_SOURCE_:
* * * * * * * * *
It’s not difficult to find all sorts of lists and discussions of best practices for Hyper-V. There’s the 42 best practices for Balanced Hyper-V systems article that I wrote. There is the TechNet blog article by Roger Osborne. Best practices lists are a bit tougher to find for failover clustering, but there are a few if you look. What I’m going to do in this article is focus in on the overlapping portion of the Hyper-V/failover clustering Venn diagram. Items that apply only to Hyper-V will be trimmed away and items that would not apply in a failover cluster of roles other than Hyper-V will not be included. What’s also not going to be included is a lot of how-to, otherwise this document would grow to an unmanageable length. I’ll provide links where I can.
As with any proper list of best practices, these are not rules. These are simply solid and tested practices that produce predictable, reproducible results that are known to result in lower cost and effort in deployment and/or maintenance. It’s OK to stray from them as long as you have a defensible reason.
1. Document Everything
Failover clustering is always a precarious configuration of a messy business. There are a lot of moving parts that are neither independent nor inter-dependent. Most things that go wrong will do so without world-stopping consequences up until the point where their cumulative effect is catastrophic. The ease of working with cluster resources masks a complex underpinning that could easily come apart. It is imperative that you keep a log of things that change for your own record and for anyone that will ever need to assist or replace you. Track:
- Virtual machine adds, removes, and changes
- Node adds, removes, and changes
- Storage adds, removes, and changes
- Updates to firmware and patches
- All non-standard settings, such as possible/preferred owner restrictions
- Errors, crashes, and other problems
- Performance trends
- Variations from expected performance trends
For human actions taken upon a cluster, what is very important is to track why something was done. Patches are obvious. Why was a firmware update applied? Why was a node added?
For cluster problems, keep track of them. Don’t simply look at a log full of warnings and say, “Oh, I understand them all” and then clear it. You’d be amazed at how useful these histories are. Even if they are benign, what happens if you get a new IT Manager who says, “You’ve known about these errors and you’ve just been deleting them?” Even if you have a good reason, the question is inherently designed to make you look like a fool whether or not that’s the questioner’s intent. You want to answer, “I am keeping a record and continuing to monitor the situation.” Furthermore, if those messages turn out to be not as benign as you thought, you have that record. You can authoritatively say, “This began on…”
Even in a small cluster, automation is vital. For starters, it clears up your time from tedious chores. All of those things that you know that you should be doing but aren’t doing become a whole lot less painful. Start with Cluster-Aware Updating. If you want to get a record of all of those warnings and errors that we were talking about in point #1, how does this suit you?:
Get-WinEvent -LogName "*failoverclustering*", "*hyper-v*" -FilterXPath '*[System[Level=2 or Level=3]]' |
select LogName, LevelDisplayName, Id, Message |
Export-Csv -Path "C:\temp\$($env:ComputerName)-$($(Get-Date).ToLongDateString())-ClusterLogs.csv" -NoTypeInformation
Be aware that the above script can take quite a while to process, especially if you have a lot of problems and/or haven’t cleared your logs in a while, but it is very thorough. Be aware that this should be run against every node. The various Hyper-V logs will be different on each system. While many of the failover clustering logs should be the same, there will be discrepancies. For no more difficult than this script is to run and for no more space than it will require to store, it’s better to just have them all.
* * * * * * * * *
_BRIEF 1_: Reproduce the passage of the Hyper-V clustering article starting at "As with any" and ending at "a defensible reason.".
* * * * * * * * *
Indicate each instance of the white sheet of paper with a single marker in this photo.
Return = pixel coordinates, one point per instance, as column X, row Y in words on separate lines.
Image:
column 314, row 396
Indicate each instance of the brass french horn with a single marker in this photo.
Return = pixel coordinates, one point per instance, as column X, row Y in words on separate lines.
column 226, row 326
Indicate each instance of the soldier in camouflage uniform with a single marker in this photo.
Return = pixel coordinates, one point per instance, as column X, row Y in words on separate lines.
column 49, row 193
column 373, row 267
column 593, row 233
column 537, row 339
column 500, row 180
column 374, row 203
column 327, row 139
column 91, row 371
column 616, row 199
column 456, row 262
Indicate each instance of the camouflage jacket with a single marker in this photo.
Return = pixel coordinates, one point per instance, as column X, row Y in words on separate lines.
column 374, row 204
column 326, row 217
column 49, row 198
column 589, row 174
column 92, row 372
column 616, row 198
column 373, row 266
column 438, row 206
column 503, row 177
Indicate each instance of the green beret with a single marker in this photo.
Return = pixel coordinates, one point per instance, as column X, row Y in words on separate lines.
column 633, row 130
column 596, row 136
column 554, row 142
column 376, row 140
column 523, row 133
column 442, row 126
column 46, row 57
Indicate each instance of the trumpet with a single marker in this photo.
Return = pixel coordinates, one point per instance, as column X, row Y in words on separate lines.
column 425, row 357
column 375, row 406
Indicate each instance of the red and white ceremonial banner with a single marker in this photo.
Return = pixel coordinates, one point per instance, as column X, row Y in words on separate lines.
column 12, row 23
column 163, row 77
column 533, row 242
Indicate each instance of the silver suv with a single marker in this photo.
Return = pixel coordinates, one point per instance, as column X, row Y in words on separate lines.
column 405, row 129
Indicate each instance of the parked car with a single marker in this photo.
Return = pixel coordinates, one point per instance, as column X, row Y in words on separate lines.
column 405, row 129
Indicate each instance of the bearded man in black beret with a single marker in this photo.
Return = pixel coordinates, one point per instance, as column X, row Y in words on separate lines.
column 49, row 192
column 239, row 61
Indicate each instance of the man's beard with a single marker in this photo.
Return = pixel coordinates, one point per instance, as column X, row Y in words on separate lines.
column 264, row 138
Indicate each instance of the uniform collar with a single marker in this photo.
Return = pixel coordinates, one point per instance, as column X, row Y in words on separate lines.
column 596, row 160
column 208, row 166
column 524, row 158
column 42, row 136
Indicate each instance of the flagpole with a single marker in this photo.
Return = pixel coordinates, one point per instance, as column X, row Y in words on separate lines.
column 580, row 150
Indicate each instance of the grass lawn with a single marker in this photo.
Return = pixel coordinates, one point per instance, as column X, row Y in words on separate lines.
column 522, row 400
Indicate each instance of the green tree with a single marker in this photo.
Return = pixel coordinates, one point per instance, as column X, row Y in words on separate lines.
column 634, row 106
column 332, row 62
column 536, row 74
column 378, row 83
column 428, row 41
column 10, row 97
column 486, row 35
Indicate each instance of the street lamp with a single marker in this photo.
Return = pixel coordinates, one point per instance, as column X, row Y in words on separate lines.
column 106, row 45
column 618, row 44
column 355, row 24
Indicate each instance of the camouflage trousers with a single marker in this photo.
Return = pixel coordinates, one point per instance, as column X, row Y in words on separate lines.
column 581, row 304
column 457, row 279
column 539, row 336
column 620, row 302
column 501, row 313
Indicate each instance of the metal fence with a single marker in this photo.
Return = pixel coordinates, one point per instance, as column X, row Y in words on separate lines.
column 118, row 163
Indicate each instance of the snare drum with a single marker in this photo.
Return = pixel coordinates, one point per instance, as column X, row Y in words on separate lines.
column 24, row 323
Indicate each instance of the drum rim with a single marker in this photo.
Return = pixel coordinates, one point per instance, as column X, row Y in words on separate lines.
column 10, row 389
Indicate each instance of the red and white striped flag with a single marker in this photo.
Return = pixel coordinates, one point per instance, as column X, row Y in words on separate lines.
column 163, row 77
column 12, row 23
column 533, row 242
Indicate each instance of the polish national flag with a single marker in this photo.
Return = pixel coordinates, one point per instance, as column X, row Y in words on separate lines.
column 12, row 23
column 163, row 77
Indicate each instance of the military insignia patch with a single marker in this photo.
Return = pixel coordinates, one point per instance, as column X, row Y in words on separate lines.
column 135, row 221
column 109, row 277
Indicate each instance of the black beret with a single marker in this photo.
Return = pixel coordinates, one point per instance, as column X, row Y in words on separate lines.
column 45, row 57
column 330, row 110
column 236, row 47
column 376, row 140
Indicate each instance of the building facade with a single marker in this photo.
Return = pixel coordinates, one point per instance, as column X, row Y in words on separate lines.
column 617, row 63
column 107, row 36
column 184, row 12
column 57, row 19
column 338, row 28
* * * * * * * * *
_BRIEF 2_: Transcribe the records word for word, starting at their first line and ending at the line that contains "column 226, row 326".

_SOLUTION 1_:
As with any proper list of best practices, these are not rules. These are simply solid and tested practices that produce predictable, reproducible results that are known to result in lower cost and effort in deployment and/or maintenance. It’s OK to stray from them as long as you have a defensible reason.

_SOLUTION 2_:
Indicate each instance of the white sheet of paper with a single marker in this photo.
Return = pixel coordinates, one point per instance, as column X, row Y in words on separate lines.
Image:
column 314, row 396
Indicate each instance of the brass french horn with a single marker in this photo.
Return = pixel coordinates, one point per instance, as column X, row Y in words on separate lines.
column 226, row 326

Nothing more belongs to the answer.